◆ PROBLEM REQUIREMENTS ◆
In the records from their start through the line containing "pixel 460 125", swap every "marker" for "dot" and write those lines out again with nothing else changed. Leave the pictures out.

◆ DATASET RECORDS ◆
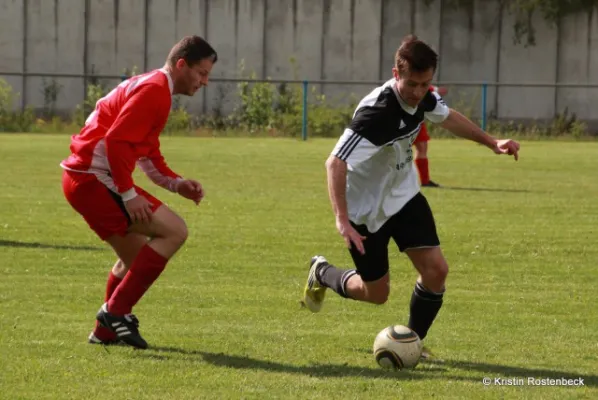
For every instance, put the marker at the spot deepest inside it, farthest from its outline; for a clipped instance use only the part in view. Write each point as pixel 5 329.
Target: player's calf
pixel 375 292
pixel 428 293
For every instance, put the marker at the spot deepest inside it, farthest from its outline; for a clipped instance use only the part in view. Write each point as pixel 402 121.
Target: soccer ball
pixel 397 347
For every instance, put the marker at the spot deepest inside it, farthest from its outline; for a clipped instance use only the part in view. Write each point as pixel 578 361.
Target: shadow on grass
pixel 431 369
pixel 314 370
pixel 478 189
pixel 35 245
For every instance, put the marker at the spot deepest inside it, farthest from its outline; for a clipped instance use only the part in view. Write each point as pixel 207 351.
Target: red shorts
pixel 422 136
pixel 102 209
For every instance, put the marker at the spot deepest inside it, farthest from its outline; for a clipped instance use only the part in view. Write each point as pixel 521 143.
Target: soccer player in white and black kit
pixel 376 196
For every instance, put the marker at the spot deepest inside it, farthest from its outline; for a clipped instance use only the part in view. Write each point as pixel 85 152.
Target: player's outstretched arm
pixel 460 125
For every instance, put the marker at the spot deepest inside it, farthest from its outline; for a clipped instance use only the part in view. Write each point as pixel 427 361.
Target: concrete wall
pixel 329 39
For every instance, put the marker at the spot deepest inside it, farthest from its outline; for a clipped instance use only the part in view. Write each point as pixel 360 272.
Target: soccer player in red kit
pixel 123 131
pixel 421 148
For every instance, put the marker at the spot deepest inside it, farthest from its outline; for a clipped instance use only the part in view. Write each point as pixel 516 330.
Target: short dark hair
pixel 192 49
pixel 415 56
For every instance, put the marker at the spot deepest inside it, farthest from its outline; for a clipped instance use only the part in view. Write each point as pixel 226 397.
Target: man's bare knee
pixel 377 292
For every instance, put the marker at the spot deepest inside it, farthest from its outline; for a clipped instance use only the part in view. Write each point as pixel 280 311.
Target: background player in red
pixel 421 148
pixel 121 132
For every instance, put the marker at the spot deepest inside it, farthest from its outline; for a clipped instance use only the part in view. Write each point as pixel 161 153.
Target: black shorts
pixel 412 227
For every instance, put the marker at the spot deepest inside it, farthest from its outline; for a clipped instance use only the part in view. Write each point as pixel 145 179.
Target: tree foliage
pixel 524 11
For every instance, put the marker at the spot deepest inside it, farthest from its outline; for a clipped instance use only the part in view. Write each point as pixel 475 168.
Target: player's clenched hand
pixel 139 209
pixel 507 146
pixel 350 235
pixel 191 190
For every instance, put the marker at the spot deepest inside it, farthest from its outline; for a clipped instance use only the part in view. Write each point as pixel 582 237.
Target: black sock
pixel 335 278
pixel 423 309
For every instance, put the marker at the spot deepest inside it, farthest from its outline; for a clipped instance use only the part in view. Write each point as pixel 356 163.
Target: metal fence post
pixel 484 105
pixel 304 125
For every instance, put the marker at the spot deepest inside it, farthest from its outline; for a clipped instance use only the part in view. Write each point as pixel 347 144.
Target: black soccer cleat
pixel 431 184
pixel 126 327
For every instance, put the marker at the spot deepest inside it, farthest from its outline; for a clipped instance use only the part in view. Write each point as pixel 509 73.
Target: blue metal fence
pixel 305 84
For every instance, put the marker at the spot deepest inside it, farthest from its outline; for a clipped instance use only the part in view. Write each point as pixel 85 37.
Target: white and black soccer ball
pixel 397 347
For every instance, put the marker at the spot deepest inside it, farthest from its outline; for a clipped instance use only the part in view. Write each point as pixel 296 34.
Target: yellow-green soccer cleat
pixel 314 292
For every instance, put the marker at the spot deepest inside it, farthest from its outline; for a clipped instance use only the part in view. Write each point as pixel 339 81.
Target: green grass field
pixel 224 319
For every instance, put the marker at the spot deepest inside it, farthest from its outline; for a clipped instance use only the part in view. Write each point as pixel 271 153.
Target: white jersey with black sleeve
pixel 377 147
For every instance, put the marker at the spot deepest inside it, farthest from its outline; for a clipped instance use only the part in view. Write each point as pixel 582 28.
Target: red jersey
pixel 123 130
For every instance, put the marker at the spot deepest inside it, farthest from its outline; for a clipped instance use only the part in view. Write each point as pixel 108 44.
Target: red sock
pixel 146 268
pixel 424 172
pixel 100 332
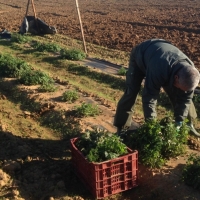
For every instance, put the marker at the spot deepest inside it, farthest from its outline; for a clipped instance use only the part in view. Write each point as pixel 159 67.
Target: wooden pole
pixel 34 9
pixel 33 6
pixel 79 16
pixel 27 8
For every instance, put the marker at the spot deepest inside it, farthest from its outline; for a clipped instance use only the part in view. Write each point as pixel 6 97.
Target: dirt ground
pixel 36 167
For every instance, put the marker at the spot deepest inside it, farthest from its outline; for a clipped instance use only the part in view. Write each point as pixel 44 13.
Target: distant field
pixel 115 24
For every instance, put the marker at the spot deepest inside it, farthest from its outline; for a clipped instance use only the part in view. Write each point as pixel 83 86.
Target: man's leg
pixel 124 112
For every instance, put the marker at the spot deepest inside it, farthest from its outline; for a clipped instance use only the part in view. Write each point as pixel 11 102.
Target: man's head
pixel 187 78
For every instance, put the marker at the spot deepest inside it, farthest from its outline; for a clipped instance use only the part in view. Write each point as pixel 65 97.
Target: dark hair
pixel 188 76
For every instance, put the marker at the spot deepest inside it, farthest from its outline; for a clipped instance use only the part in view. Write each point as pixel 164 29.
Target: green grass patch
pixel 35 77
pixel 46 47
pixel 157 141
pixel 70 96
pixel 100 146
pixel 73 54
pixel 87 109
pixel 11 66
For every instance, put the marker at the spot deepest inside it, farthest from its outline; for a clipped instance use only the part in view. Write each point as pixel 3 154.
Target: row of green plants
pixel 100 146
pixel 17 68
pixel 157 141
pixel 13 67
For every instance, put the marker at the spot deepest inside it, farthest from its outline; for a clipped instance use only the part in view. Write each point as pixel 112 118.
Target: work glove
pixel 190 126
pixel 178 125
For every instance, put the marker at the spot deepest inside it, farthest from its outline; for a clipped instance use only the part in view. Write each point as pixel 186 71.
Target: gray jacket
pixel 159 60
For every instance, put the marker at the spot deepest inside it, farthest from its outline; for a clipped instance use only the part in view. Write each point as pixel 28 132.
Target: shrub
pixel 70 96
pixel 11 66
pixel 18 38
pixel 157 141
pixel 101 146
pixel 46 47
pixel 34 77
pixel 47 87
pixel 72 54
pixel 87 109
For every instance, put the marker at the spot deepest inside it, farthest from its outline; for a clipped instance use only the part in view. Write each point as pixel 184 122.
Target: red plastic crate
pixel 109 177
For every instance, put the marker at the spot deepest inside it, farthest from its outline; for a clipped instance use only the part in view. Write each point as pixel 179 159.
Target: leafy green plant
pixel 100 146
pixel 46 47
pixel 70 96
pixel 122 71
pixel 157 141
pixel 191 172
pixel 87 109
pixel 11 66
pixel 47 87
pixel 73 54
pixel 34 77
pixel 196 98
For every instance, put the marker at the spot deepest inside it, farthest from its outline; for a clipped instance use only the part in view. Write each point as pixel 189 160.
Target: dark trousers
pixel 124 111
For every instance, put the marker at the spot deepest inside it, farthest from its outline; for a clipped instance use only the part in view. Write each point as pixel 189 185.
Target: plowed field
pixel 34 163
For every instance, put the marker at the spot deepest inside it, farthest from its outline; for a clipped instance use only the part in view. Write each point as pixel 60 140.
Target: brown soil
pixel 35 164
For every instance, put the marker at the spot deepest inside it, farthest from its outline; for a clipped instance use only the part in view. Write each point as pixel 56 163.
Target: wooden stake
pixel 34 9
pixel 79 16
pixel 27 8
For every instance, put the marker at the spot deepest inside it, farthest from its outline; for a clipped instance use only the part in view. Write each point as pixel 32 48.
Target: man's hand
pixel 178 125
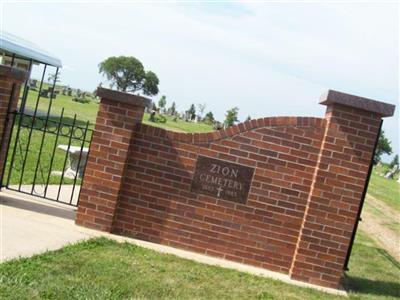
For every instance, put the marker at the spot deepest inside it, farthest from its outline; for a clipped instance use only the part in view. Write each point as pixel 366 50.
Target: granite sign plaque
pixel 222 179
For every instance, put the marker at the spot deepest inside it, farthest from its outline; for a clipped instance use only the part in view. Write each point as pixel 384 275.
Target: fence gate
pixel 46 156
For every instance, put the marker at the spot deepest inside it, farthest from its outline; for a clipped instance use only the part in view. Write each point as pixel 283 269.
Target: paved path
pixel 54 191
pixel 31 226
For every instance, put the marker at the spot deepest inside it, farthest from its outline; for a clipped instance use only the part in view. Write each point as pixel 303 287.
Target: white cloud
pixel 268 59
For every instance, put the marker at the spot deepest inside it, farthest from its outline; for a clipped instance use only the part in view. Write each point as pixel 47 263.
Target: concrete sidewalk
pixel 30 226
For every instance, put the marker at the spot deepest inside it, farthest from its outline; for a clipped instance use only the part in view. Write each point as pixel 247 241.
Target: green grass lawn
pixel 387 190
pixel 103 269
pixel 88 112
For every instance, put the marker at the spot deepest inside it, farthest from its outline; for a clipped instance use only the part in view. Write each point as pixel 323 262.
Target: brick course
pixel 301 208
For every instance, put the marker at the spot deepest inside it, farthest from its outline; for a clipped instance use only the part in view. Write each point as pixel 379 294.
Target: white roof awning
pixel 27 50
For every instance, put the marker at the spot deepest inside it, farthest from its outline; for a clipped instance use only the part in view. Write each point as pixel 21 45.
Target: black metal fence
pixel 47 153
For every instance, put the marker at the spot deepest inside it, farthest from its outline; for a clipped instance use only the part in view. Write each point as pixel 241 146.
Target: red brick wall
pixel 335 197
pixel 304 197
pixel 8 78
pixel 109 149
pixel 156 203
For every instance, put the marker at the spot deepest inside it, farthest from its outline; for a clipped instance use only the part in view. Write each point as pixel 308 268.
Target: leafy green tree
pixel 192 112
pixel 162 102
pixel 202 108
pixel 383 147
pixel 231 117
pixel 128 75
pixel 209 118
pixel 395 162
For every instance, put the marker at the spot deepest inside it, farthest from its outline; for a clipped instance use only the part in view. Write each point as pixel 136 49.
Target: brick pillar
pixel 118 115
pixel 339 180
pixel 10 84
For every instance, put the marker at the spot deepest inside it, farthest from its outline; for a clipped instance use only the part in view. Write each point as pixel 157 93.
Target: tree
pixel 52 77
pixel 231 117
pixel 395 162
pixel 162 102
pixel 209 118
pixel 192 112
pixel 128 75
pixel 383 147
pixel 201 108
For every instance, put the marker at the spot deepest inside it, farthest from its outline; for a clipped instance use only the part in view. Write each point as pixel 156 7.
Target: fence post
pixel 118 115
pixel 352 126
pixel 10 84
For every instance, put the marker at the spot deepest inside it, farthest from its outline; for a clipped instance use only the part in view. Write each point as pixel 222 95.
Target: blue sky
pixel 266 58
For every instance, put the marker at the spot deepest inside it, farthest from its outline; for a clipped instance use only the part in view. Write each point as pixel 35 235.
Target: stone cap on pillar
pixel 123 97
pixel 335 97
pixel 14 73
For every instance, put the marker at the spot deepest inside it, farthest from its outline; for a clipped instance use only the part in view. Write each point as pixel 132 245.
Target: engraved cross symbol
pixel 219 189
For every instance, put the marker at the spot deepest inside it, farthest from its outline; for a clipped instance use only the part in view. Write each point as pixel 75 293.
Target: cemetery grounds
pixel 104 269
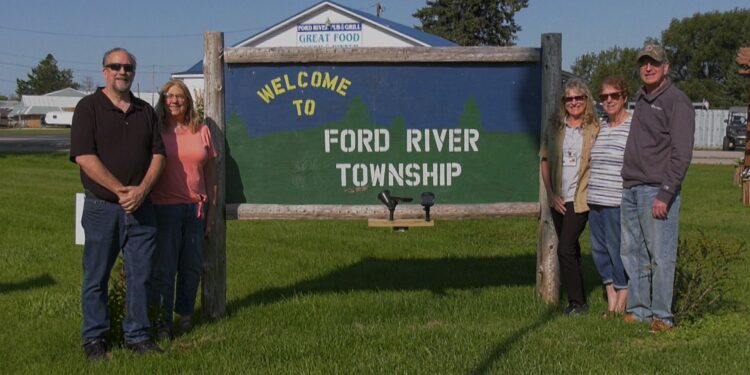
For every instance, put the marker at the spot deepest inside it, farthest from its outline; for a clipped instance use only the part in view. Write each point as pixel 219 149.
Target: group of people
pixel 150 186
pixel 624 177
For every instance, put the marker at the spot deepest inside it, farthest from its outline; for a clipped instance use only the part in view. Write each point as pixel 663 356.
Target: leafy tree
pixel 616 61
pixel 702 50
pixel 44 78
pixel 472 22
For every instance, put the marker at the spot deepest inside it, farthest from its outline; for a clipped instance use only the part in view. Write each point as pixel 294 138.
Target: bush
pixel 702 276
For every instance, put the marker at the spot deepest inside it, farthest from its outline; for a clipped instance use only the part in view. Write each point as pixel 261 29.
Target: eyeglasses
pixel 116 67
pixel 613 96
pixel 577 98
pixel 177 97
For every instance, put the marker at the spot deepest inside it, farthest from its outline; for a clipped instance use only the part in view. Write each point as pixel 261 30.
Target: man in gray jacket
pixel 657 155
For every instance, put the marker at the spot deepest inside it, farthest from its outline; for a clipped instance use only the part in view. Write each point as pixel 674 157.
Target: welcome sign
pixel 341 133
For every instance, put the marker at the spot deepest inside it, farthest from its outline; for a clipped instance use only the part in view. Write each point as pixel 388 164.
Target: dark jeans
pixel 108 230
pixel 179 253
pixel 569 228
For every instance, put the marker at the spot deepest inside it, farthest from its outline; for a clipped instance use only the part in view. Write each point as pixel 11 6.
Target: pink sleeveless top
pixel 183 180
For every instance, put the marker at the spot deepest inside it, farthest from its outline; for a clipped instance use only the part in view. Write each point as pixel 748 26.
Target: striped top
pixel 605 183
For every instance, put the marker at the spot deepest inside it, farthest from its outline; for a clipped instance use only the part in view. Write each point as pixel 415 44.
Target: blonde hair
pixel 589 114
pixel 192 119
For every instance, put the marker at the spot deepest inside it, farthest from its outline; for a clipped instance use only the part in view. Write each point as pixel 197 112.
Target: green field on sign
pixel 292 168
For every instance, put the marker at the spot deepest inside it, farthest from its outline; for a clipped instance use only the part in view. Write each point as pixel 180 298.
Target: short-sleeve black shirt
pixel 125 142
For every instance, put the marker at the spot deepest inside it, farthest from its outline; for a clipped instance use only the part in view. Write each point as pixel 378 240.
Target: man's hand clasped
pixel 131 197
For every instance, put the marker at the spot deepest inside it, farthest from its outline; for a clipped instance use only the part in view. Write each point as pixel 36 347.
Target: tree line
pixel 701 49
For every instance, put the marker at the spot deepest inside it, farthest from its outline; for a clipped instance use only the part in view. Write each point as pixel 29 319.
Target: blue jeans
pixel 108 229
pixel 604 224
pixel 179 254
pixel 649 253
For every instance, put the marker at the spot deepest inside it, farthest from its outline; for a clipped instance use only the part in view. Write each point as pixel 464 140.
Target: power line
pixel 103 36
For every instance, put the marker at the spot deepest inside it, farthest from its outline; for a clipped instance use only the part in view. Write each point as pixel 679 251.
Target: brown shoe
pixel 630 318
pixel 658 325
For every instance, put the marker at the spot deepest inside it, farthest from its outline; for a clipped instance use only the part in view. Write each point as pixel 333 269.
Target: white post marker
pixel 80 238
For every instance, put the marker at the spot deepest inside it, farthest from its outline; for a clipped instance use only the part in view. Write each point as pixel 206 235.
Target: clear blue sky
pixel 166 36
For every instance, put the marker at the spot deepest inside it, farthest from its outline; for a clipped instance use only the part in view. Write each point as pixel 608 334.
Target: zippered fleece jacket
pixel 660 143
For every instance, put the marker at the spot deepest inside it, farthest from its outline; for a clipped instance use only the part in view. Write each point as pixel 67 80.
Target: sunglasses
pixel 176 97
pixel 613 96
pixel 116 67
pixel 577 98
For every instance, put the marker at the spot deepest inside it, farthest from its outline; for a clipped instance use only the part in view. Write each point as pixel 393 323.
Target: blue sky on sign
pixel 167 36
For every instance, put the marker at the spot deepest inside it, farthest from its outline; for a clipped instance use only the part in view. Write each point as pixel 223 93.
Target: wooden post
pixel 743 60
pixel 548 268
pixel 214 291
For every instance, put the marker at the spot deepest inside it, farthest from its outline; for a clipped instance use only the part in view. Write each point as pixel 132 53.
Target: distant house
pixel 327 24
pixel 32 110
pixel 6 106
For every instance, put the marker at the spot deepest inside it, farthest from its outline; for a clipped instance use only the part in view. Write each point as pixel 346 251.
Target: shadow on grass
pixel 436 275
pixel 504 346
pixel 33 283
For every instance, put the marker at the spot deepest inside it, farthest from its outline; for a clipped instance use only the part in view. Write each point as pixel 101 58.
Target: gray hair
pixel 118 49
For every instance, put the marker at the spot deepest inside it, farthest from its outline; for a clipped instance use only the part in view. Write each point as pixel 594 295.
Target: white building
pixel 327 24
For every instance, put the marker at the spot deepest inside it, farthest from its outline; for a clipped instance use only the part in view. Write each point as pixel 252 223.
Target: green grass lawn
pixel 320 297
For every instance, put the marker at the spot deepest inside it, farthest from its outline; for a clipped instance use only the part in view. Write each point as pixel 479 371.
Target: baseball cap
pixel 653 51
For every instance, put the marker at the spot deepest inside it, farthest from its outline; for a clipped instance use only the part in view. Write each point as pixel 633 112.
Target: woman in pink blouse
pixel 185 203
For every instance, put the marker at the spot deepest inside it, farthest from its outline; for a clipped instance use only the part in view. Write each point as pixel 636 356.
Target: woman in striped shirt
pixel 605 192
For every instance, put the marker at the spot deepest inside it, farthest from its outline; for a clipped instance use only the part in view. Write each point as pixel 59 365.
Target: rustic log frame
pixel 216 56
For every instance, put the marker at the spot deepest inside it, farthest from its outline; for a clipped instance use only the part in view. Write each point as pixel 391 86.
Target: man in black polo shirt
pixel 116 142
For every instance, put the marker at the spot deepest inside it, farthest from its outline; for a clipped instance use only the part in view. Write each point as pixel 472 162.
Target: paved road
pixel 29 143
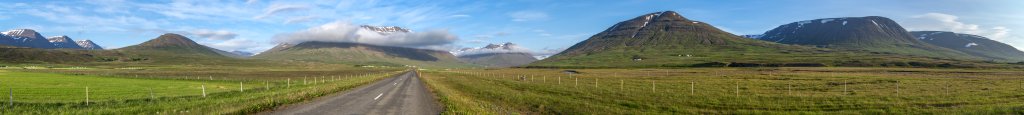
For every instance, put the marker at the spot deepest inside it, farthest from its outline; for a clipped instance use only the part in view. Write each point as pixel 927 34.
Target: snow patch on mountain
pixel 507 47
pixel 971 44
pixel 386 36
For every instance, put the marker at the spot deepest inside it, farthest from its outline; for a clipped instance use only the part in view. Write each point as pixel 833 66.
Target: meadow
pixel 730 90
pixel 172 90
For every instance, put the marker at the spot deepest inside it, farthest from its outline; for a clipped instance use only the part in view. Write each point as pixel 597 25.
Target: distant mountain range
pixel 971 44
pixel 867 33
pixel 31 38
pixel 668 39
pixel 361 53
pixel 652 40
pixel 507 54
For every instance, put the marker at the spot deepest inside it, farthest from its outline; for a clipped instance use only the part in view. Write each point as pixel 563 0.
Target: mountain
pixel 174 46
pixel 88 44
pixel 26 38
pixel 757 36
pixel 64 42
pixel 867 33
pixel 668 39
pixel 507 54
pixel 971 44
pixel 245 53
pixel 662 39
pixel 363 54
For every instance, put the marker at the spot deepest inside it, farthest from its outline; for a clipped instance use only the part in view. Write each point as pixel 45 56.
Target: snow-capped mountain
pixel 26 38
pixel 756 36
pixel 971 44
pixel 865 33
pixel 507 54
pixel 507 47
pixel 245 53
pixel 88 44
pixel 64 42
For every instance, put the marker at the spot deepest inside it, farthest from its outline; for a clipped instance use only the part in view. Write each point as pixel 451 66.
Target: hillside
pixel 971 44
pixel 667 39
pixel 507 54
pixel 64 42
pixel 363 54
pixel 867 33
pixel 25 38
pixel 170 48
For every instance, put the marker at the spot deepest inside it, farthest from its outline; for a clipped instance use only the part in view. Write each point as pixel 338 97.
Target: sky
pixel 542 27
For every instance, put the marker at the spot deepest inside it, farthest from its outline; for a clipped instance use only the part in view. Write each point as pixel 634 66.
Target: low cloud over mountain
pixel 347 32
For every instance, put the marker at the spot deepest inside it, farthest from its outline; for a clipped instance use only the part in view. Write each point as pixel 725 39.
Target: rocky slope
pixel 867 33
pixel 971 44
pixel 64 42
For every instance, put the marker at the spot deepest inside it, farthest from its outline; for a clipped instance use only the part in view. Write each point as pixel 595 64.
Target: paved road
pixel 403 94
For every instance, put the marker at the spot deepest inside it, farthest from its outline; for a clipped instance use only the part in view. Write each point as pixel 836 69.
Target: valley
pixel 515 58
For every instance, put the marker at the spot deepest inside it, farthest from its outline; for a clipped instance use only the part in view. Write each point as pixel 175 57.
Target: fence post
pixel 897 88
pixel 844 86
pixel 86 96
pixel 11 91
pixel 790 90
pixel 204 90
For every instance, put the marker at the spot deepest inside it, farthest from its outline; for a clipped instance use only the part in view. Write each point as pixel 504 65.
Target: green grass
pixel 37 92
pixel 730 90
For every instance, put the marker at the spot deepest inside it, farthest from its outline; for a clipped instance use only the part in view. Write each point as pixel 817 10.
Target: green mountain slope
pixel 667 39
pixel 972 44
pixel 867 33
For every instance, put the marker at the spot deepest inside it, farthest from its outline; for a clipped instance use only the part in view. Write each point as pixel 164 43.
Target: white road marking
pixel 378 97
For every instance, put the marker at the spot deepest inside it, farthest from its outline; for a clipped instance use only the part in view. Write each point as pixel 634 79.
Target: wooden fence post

◆ THE SOLUTION ◆
For every instance, put the dot at the spot deepest inside it, farthest from its outline; for a clipped instance use only the part in view. Write each point as pixel 5 329.
Target: player's calf
pixel 375 292
pixel 428 293
For every instance, put the dot at the spot deepest inside it, farthest from its outline; for a clipped instance use only the part in view. Write each point as pixel 402 121.
Target: soccer ball
pixel 397 347
For every instance, put the dot at the spot deepest inside it, farthest from its outline; for a clipped instance use only the part in view. Write each point as pixel 578 361.
Target: shadow on grass
pixel 431 369
pixel 314 370
pixel 478 189
pixel 35 245
For every instance, put the dot at the spot deepest inside it, farthest from its outline; for a clipped instance use only the part in view. Write each point as pixel 207 351.
Target: red shorts
pixel 422 136
pixel 102 209
For every instance, put the dot at the spot deepest inside it, farthest from its outline; for a clipped instance use only the part in view. Write each point as pixel 521 143.
Target: soccer player in white and black kit
pixel 376 196
For every instance, put the dot at the spot deepest inside it, farthest from its outline; for a clipped instance use only the part in view. Write each point as pixel 85 152.
Target: player's outstretched arm
pixel 460 125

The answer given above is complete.